_WORK TO BE COMPLETED_:
Could you rewrite the lines below as a Markdown table with the columns "Row" and "Line", numbering each line and leaving out the blank ones?

BEGIN DATASET RECORDS

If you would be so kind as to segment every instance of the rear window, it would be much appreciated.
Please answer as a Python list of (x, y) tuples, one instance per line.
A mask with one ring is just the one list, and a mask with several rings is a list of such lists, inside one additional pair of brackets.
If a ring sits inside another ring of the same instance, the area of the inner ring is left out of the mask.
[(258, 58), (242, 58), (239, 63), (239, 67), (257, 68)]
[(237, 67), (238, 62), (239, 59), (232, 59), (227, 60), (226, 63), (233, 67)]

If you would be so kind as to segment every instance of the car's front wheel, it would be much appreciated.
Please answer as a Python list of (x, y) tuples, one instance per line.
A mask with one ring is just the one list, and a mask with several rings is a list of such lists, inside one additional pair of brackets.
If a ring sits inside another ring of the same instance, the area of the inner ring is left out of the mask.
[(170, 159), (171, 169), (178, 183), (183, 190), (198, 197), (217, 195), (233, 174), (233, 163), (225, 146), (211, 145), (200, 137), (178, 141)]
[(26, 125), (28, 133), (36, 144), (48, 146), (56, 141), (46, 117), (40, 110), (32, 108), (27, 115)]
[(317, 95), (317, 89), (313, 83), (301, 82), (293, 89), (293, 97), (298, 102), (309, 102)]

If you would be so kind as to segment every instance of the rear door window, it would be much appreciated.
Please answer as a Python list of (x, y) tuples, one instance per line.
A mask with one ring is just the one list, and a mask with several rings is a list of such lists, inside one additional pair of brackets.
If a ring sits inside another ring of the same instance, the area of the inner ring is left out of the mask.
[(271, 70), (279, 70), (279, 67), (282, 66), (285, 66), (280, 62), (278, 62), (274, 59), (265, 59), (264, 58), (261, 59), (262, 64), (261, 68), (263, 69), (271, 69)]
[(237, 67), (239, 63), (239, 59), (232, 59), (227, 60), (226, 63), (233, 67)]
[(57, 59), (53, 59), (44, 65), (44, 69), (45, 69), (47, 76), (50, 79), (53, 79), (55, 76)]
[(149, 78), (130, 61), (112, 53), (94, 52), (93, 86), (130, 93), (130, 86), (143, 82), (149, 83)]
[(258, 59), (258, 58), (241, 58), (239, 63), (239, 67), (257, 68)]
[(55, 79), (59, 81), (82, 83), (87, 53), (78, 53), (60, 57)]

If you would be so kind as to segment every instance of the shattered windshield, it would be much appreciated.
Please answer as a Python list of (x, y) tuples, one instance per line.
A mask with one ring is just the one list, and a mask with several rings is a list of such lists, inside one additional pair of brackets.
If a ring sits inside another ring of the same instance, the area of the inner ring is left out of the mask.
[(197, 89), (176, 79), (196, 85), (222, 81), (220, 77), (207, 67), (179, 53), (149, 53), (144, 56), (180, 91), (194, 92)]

END DATASET RECORDS

_REPLY TO THE EXERCISE_:
| Row | Line |
|---|---|
| 1 | If you would be so kind as to segment every instance of the rear window, it would be much appreciated. |
| 2 | Please answer as a Python list of (x, y) tuples, one instance per line. |
| 3 | A mask with one ring is just the one list, and a mask with several rings is a list of such lists, inside one additional pair of brackets. |
| 4 | If a ring sits inside another ring of the same instance, the area of the inner ring is left out of the mask. |
| 5 | [(258, 58), (242, 58), (239, 63), (239, 67), (257, 68)] |
| 6 | [(237, 67), (238, 62), (239, 59), (232, 59), (227, 60), (226, 63), (233, 67)] |
| 7 | If you would be so kind as to segment every instance of the car's front wheel, it would be much appreciated. |
| 8 | Please answer as a Python list of (x, y) tuples, one instance per line. |
| 9 | A mask with one ring is just the one list, and a mask with several rings is a list of such lists, inside one additional pair of brackets. |
| 10 | If a ring sits inside another ring of the same instance, the area of the inner ring is left out of the mask. |
| 11 | [(170, 159), (171, 169), (178, 183), (183, 190), (198, 197), (217, 195), (233, 174), (233, 163), (225, 146), (211, 145), (200, 137), (178, 141)] |
| 12 | [(26, 125), (28, 133), (36, 144), (48, 146), (56, 141), (46, 117), (40, 110), (32, 108), (27, 115)] |
| 13 | [(317, 95), (317, 89), (313, 83), (301, 82), (293, 89), (293, 97), (298, 102), (309, 102)] |
| 14 | If you would be so kind as to segment every instance of the rear door window, it would be much appreciated. |
| 15 | Please answer as a Python list of (x, y) tuples, one instance per line. |
| 16 | A mask with one ring is just the one list, and a mask with several rings is a list of such lists, inside one additional pair of brackets. |
| 17 | If a ring sits inside another ring of the same instance, the area of the inner ring is left out of the mask. |
| 18 | [(271, 70), (279, 70), (279, 67), (282, 66), (285, 66), (280, 62), (278, 62), (274, 59), (265, 59), (264, 58), (261, 59), (262, 64), (261, 68), (263, 69), (271, 69)] |
| 19 | [(237, 67), (239, 63), (239, 59), (232, 59), (227, 60), (226, 63), (233, 67)] |
| 20 | [(57, 59), (53, 59), (44, 65), (44, 69), (45, 69), (47, 76), (50, 79), (53, 79), (55, 76)] |
| 21 | [(149, 78), (130, 61), (112, 53), (94, 52), (93, 86), (130, 93), (130, 86), (143, 82), (149, 83)] |
| 22 | [(258, 59), (258, 58), (241, 58), (239, 63), (239, 67), (257, 68)] |
| 23 | [(55, 79), (59, 81), (82, 83), (87, 53), (78, 53), (60, 57)] |
| 24 | If you would be so kind as to segment every instance of the shattered windshield, it would be much appreciated. |
| 25 | Please answer as a Python list of (x, y) tuples, one instance per line. |
| 26 | A mask with one ring is just the one list, and a mask with several rings is a list of such lists, inside one additional pair of brackets. |
| 27 | If a ring sits inside another ring of the same instance, the area of the inner ring is left out of the mask. |
| 28 | [(197, 89), (176, 79), (196, 85), (222, 81), (220, 77), (207, 67), (179, 53), (149, 53), (144, 56), (180, 91), (194, 92)] |